▶ [Document segment]:
David Smiley, Miami Herald on

Published in News & Features

“Televisions were on in Graham’s office. ABC, CBS and NBC all had live coverage of Havana, the Straits, Key West and Miami. Helicopters had television crews on board recording thousands of small boats making the dangerous trip in perilous seas, with dozens of distraught Cubans hanging onto the boats,” McKnight recalled. “Fascell said President Carter was awaiting Florida’s recommendation for action by the United States.”

The mass migration, which Castro announced without warning, created a humanitarian crisis in South Florida, racial tensions, and worries of a crime wave like the one depicted in Brian de Palma’s iconic movie “Scarface,” featuring actor Al Pacino as a Cuban cocaine king pin — a film Graham would later push to keep in Miami as filmmakers faced resistance over the content of the movie. Graham declared a state of emergency on April 28.

Over the coming years, Graham would spar with the administrations of Jimmy Carter and later Ronald Reagan, arguing that the federal government had abdicated its responsibility to address a federal immigration crisis playing out in the state of Florida.

Graham, in a foreword he wrote for the book, “Florida and the Mariel Boatlift: The first 20 Days,” said Castro’s sudden decision to open the floodgates came at a particularly vulnerable time for the United States and for South Florida. Carter, whom Graham supported and would go on to nominate later that year for reelection at the 1980 Democratic National Convention, was wounded by the Iranian hostage crisis and a bungled hostage rescue mission that had just led his secretary of state to resign. And Miami-Dade County, Graham wrote, was “still reeling from floods, fuel and water shortages, and the aftermath of Hurricane David.” But due to Carter’s preoccupation, the state and local governments shouldered the burden of the crisis.

▶ [Provided data]:
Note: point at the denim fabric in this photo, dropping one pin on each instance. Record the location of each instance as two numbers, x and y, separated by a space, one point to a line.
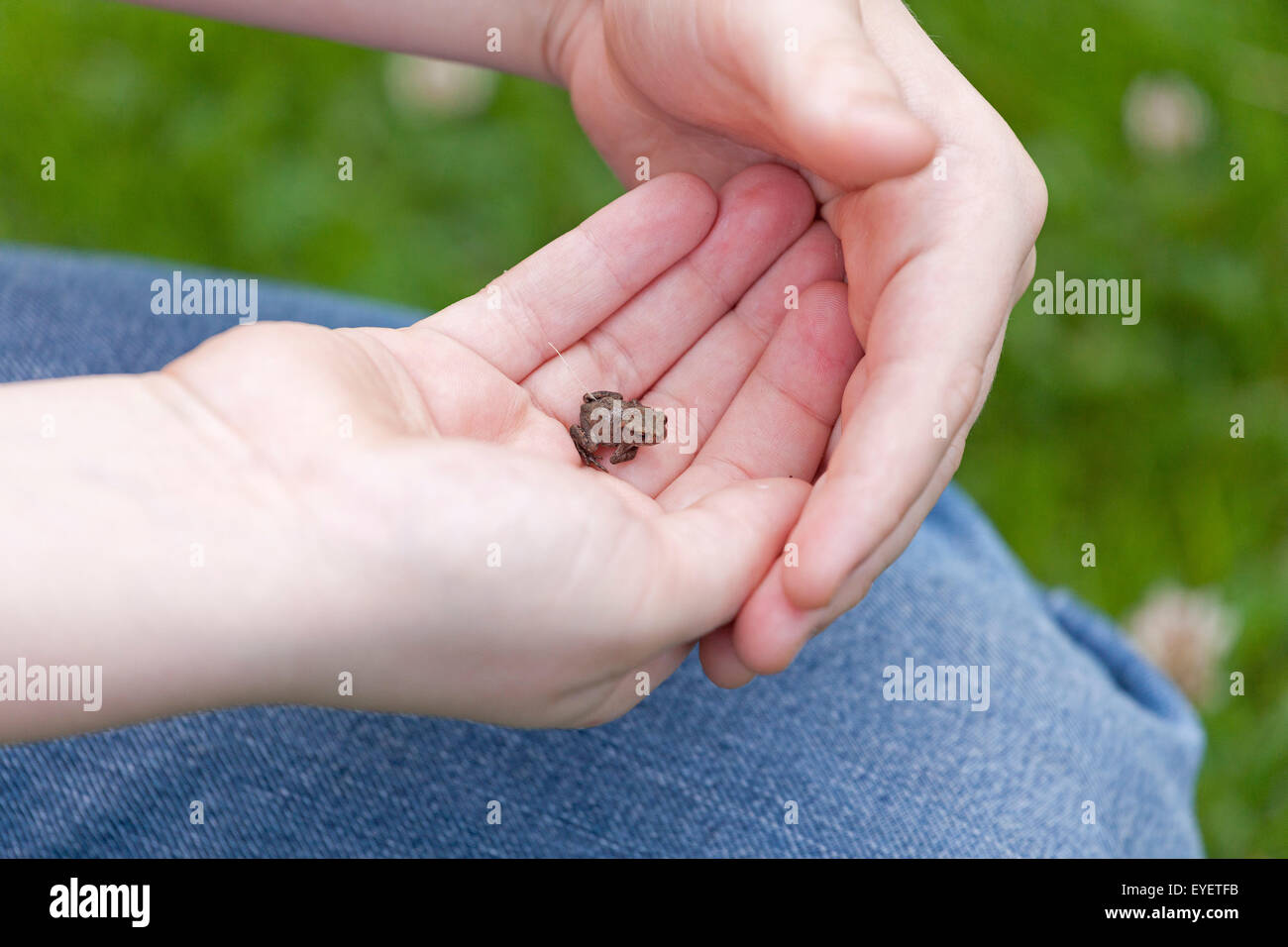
1074 714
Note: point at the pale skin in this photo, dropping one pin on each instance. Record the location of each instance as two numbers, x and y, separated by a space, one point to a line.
288 502
935 253
934 263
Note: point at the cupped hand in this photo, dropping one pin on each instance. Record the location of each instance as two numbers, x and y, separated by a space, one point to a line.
469 564
857 97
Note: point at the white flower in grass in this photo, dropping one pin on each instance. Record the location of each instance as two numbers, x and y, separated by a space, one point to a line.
436 86
1166 115
1185 631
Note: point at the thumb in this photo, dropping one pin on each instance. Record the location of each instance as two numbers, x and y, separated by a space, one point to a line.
712 554
835 108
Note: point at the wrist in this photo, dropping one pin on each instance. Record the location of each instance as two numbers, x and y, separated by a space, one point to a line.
143 539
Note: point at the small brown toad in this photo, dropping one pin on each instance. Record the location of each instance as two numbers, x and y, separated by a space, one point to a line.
608 419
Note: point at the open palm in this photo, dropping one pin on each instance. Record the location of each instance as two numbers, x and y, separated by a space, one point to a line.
455 442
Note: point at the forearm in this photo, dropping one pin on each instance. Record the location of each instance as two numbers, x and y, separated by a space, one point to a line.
141 539
441 29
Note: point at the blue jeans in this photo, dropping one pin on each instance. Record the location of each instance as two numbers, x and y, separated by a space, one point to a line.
1082 750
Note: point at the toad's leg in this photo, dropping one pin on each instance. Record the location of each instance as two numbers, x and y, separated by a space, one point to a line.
585 447
623 453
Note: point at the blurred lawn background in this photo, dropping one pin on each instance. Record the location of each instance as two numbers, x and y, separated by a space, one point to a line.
1095 432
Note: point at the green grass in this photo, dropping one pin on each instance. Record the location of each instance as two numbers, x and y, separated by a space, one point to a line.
1095 432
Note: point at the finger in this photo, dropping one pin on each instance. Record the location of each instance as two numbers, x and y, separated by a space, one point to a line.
720 663
707 377
781 419
833 106
709 556
574 283
771 630
926 361
763 210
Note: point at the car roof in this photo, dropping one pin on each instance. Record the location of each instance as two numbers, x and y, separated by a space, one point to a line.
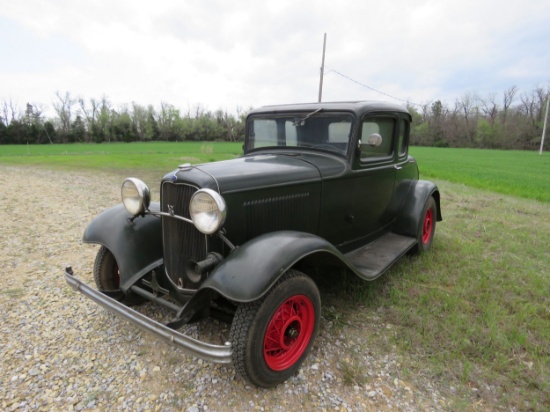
358 107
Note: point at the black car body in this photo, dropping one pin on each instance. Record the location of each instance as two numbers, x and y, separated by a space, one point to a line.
319 184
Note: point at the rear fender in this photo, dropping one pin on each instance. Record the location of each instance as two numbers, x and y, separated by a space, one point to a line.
410 217
136 245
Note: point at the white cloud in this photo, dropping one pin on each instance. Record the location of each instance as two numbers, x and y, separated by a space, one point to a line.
248 53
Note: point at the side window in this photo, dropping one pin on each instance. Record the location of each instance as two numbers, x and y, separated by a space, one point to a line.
339 132
265 133
377 137
403 137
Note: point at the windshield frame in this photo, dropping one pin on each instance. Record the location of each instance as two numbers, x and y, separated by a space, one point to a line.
303 123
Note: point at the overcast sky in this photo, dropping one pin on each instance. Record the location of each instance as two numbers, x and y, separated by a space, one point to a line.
241 53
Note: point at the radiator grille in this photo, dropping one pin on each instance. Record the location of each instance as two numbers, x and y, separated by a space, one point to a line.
182 241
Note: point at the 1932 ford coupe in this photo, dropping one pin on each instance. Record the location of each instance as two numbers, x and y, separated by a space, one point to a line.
323 184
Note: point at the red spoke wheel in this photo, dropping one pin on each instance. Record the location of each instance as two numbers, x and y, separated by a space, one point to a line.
107 277
272 336
427 228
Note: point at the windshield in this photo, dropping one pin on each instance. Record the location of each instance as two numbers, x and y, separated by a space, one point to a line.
323 131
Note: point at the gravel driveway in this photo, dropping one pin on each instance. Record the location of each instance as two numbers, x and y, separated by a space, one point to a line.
61 351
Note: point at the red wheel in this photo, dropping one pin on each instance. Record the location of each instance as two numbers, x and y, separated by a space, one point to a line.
107 277
427 228
289 332
272 336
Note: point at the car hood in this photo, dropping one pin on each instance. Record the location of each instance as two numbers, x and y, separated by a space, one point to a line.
258 171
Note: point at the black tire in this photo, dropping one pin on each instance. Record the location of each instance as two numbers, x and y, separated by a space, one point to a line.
272 336
107 278
426 231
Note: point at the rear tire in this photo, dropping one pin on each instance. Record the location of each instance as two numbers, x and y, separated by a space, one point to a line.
107 277
272 336
426 231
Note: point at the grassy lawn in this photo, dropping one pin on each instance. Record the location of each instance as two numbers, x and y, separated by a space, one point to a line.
160 157
517 173
473 314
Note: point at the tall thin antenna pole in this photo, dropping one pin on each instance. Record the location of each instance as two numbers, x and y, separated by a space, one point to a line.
322 69
544 127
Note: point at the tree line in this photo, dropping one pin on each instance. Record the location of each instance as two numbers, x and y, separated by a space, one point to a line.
511 120
97 120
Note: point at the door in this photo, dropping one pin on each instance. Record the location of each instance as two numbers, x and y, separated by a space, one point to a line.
356 206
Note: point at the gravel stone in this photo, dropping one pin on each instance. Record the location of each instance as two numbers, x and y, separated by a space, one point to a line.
61 351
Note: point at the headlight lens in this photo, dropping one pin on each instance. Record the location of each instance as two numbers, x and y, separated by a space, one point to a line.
135 196
207 209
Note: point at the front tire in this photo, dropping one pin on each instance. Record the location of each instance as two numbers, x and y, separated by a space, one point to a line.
107 277
272 336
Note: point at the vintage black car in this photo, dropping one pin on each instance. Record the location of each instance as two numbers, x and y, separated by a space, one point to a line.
319 185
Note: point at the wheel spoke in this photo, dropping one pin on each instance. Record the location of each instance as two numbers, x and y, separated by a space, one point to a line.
288 332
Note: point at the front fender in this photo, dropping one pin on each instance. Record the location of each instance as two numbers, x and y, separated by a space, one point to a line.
250 271
410 216
136 246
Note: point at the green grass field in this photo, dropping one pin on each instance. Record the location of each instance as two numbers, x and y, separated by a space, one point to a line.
517 173
155 156
523 174
473 314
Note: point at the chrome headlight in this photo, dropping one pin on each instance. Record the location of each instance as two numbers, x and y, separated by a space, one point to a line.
135 196
207 209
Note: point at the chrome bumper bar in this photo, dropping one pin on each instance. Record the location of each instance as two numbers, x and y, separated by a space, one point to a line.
194 347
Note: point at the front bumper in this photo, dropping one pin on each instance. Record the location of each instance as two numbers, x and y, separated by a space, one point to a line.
194 347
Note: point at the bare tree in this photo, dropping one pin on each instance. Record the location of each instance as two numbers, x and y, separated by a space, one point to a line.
508 99
64 109
489 108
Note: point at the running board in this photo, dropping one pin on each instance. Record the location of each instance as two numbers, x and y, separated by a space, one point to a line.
374 259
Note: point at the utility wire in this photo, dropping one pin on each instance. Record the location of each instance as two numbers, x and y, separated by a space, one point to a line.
370 88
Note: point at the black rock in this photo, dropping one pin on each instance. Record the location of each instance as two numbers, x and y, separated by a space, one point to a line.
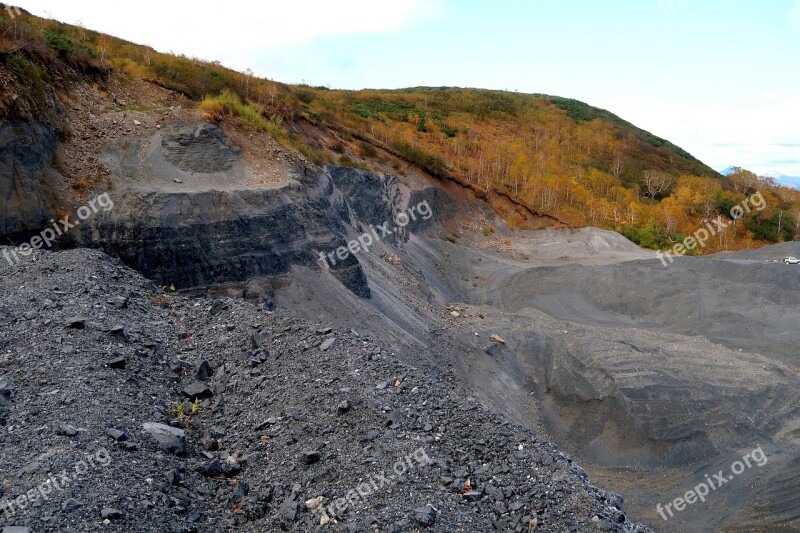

▶ [Objectives]:
• 1. Name every place that the news excerpt on the Mariel boatlift says ABC, CBS and NBC were covering live.
• 2. Retype everything in the rows from the line containing "Note: point at the bare" down to the end of the rows, leaving out any pictures.

▶ [Outputs]:
• 1. Havana, the Straits, Key West and Miami

• 2.
Note: point at the bare tree in this photo, dropping one pin on each instance. Record the location of each instance as two numbers, x and y, separated by a space, one point to a line.
508 99
64 109
489 108
Note: point at the running board in this photo, dropping one pin on each instance. Record the location of each instance as two numbers, x and y, separated by a space, one point to a line.
374 259
Note: point at the utility wire in this photo, dropping one pin on each instance. Record the location of each instance as two numbers, x and y, separated by a space, one point to a line.
370 88
Note: point at the black rock in this photo, dropping one pin on each instance. Record the location of each instance as two numbers, x and y, separated by a space, one point to a line.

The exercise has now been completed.